▶ [SOURCE DATA]
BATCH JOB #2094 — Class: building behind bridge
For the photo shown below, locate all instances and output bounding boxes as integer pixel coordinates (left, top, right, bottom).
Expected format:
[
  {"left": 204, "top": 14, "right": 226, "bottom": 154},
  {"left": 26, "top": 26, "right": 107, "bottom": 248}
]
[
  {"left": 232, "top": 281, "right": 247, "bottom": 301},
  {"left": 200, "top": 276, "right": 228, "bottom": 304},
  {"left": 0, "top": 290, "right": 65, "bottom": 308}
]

▶ [TASK PROMPT]
Give the data again, exactly as it stands.

▶ [SOLUTION TO THIS PROBLEM]
BATCH JOB #2094 — Class: building behind bridge
For the photo shown below, locate all instances and output bounding boxes as integer pixel coordinates (left, top, right, bottom).
Expected format:
[
  {"left": 204, "top": 14, "right": 226, "bottom": 154},
  {"left": 26, "top": 26, "right": 107, "bottom": 248}
]
[
  {"left": 232, "top": 281, "right": 247, "bottom": 301},
  {"left": 200, "top": 276, "right": 228, "bottom": 304},
  {"left": 0, "top": 290, "right": 65, "bottom": 308}
]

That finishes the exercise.